DOCUMENT EXCERPT
Miller: The great disparity
In the Frisco neighborhood where I live, there are two interesting homes I pass often when I bike to work in summer. One is actually the former home of a high school friend, as normal a single-family home as one can imagine back in the 1980s when Staci lived there with her family. Two summers ago, the seemingly abandoned home underwent a remodel that dragged on month after month. Trucks appeared full of materials, presumably to redo floors, walls, ceilings – whatever. I can only imagine the remodel cost was well into six figures, given the amount of work involved.
To this day, I have never seen any evidence of anyone living in this home, even temporarily.
Across the street, another modest home was leveled sometime last year to make way for a mega-mansion, the likes of which we don’t see much of nowadays. I don’t know anything about the owners, but judging from the size of this place, they either have an enormous family or are, perhaps, opening an orphanage.
But I doubt it. Chances are it’s some couple who’ve done well and have opted to create their “dream home” – a phrase in real estate parlance that generally equates to way more room than anyone needs in a dwelling coupled with energy-guzzling extras like a second fridge, oven and dishwasher, a spa, a home theater, etc. As I pedal past and look at the half-dozen or more vehicles out front and workers busy on the mansion, it’s hard not to think there just might be a little big of excess at work here – bad enough in the boom years but almost an insult in a time when so many remain out of work and so many other homes sit empty and/or in foreclosure.

Items listed in a dataset

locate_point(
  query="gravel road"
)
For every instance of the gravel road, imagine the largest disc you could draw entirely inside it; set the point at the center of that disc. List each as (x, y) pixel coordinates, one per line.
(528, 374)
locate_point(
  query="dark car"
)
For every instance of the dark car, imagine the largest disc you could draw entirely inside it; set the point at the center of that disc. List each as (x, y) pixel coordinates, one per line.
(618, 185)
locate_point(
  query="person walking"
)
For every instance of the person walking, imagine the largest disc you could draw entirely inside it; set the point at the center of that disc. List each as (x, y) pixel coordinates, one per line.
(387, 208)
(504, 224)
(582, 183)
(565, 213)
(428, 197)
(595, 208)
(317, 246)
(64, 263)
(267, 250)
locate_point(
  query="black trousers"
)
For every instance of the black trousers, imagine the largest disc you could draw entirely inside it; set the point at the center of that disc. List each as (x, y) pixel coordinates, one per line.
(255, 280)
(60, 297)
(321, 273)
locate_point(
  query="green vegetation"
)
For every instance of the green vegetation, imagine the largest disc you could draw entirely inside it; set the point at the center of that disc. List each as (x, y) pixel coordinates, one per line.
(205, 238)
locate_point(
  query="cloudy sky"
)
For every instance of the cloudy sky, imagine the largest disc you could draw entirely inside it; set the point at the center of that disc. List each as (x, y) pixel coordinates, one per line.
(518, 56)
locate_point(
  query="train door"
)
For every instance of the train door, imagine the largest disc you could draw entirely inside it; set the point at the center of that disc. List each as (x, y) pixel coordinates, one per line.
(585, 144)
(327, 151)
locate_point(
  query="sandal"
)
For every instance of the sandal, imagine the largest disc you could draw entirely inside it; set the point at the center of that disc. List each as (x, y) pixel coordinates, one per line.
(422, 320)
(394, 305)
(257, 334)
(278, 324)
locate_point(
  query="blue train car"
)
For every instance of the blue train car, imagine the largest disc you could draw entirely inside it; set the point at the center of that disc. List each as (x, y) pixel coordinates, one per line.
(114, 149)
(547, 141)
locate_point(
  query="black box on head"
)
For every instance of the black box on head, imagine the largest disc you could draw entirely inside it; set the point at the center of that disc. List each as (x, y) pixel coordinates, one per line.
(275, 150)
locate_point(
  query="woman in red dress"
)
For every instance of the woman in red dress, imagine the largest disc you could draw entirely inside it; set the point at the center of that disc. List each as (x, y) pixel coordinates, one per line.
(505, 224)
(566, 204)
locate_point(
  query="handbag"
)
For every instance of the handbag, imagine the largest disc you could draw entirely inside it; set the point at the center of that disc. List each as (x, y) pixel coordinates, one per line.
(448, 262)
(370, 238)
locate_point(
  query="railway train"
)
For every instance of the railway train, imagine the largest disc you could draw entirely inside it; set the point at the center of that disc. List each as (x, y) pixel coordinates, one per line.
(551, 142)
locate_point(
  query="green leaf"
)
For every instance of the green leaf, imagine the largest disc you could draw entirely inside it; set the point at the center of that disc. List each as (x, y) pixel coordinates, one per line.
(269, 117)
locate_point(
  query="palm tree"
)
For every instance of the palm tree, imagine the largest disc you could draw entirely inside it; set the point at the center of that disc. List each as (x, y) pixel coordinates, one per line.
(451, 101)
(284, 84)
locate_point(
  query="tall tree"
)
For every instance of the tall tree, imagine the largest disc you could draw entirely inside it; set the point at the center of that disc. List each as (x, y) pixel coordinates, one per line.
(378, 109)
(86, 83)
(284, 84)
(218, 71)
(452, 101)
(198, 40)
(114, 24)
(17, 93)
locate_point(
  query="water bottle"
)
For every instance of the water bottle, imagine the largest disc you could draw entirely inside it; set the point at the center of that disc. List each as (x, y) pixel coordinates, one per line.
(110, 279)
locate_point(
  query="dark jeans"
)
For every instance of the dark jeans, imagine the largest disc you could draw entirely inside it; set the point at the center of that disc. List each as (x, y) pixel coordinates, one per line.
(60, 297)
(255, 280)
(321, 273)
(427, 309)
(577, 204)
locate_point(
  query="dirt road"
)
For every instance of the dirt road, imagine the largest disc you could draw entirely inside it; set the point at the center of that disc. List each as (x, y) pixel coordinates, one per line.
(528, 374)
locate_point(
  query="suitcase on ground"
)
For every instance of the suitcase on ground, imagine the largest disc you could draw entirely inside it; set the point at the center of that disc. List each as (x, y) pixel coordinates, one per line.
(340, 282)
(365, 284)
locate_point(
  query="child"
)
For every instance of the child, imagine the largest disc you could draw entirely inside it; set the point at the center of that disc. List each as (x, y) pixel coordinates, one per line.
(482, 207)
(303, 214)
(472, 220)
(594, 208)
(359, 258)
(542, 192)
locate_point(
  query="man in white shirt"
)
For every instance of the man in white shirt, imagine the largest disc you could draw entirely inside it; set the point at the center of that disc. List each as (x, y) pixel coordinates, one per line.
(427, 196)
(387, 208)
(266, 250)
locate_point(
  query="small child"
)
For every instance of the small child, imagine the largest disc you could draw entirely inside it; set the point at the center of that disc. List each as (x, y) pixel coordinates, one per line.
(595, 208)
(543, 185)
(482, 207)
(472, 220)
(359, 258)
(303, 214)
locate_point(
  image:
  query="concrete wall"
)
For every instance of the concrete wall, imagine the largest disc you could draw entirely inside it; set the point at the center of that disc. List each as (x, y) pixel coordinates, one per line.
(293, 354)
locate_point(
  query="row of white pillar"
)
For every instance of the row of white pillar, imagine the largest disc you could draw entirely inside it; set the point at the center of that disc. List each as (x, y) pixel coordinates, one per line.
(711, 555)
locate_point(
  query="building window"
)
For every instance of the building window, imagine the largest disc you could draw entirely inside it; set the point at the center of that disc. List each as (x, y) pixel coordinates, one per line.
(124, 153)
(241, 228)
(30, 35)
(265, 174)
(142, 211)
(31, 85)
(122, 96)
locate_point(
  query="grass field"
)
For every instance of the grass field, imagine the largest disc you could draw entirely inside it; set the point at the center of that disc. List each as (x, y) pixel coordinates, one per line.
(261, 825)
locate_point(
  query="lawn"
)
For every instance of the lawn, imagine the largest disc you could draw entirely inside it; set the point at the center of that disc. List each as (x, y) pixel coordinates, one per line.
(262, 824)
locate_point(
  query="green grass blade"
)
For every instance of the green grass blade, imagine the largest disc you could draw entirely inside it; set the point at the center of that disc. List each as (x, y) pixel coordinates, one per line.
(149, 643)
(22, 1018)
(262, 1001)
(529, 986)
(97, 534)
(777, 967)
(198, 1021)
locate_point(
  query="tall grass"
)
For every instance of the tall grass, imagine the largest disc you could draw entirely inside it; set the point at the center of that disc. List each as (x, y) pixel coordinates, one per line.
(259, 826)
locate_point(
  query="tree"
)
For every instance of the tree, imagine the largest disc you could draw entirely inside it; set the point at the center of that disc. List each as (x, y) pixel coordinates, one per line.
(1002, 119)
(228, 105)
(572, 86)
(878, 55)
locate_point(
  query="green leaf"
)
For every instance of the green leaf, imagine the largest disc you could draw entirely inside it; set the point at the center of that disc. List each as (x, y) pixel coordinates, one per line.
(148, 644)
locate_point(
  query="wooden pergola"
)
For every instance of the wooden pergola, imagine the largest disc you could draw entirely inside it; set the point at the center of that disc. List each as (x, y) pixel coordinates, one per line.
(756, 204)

DIRECTIONS
Could you repeat the part of the column on Frisco homes from "Across the street, another" to "opening an orphanage."?

SOLUTION FOR THIS EXERCISE
Across the street, another modest home was leveled sometime last year to make way for a mega-mansion, the likes of which we don’t see much of nowadays. I don’t know anything about the owners, but judging from the size of this place, they either have an enormous family or are, perhaps, opening an orphanage.